### Consigne 1
Recopiez à l'identique la partie de la liste qui commence à la ligne contenant « Objective — one point per instance of the electrical » et se poursuit jusqu'à la dernière ligne de cette liste, bornes comprises.

III
Les musulmans et Internet
La religion entretient chez l’individu et dans la société l’action d’un ensemble de forces constitutives de la condition humaine et nous regrettons le peu de données relatives à une sociologie de la pratique religieuse appliquée à l’islam en France. Pour mener notre étude, nous avons privilégié l’enquête qualitative réalisée auprès d’une quarantaine de personnes sous forme d’entretiens non directifs. L’échantillon aléatoire est constitué d’autant d’hommes que de femmes, âgés entre 19 et 55 ans, issus de toutes les strates de la population, avec une dominante de personnes d’un niveau d’études supérieur à BAC+2. À défaut d’un matériau empirique existant sur la question, nous retiendrons suite à notre enquête l’usage d’Internet par les musulmans en fonction de critères inhérents à leur pratique selon la classification suivante : le pratiquant laïque, le pratiquant engagé et le pratiquant piétiste. Nous aborderons le profil du jihadiste sous l’angle de l’analyse qui conduit un musulman à adhérer ou pas à l’idéologie radicale. La force mobilisatrice du radicalisme musulman est sans doute celle de canaliser tous ceux qui nourrissent un ressentiment à l’égard d’une mondialisation sauvage qui écrase l’Homme sur son passage. Quand et comment peut-on déterminer qu’une personne s’est radicalisée ? Quels sont les curseurs qui déterminent une radicalisation ? Notre enquête ne prétend pas refléter les pratiques et usages d’Internet à l’échelle nationale, mais donne des indications significatives sur les représentations sociales et sur l’intérêt portés à ce média.

### Données de travail
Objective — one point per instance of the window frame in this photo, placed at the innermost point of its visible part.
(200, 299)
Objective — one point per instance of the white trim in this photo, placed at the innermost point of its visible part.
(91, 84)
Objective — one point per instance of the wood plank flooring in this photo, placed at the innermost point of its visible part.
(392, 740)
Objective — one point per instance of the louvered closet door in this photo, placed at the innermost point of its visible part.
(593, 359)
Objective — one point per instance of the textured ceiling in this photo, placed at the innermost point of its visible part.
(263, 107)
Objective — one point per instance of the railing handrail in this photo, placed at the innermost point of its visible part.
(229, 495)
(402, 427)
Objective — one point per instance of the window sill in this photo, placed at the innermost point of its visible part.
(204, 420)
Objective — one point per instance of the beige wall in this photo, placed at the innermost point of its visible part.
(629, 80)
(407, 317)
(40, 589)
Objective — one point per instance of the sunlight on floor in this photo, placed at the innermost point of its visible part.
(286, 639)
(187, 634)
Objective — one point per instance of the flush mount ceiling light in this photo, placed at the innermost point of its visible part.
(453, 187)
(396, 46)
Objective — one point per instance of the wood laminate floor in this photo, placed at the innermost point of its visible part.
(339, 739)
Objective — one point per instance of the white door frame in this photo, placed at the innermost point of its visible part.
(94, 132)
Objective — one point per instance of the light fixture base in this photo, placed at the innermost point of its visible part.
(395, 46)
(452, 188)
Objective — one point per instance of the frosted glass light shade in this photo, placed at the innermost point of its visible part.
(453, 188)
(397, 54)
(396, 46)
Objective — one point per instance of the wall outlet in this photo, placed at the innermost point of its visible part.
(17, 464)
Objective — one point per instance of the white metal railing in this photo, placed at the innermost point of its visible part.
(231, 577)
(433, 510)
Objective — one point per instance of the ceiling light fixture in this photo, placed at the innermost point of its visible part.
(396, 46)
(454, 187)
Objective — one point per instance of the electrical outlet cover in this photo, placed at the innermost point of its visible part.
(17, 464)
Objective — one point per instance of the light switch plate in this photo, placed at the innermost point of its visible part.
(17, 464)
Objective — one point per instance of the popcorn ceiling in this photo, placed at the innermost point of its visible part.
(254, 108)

### Consigne 2
Répondez brièvement, d'après le texte sur les musulmans et Internet :
(a) Auprès de combien de personnes l'enquête qualitative a-t-elle été réalisée ?
(b) Entre quels âges se situent les personnes de l'échantillon ?
(c) Quelles sont les trois catégories de pratiquants retenues dans la classification ?

### Corrigé 1
Objective — one point per instance of the electrical outlet cover in this photo, placed at the innermost point of its visible part.
(17, 464)
Objective — one point per instance of the light switch plate in this photo, placed at the innermost point of its visible part.
(17, 464)
Objective — one point per instance of the popcorn ceiling in this photo, placed at the innermost point of its visible part.
(254, 108)

### Corrigé 2
(a) Auprès d'une quarantaine de personnes.
(b) Entre 19 et 55 ans.
(c) Le pratiquant laïque, le pratiquant engagé et le pratiquant piétiste.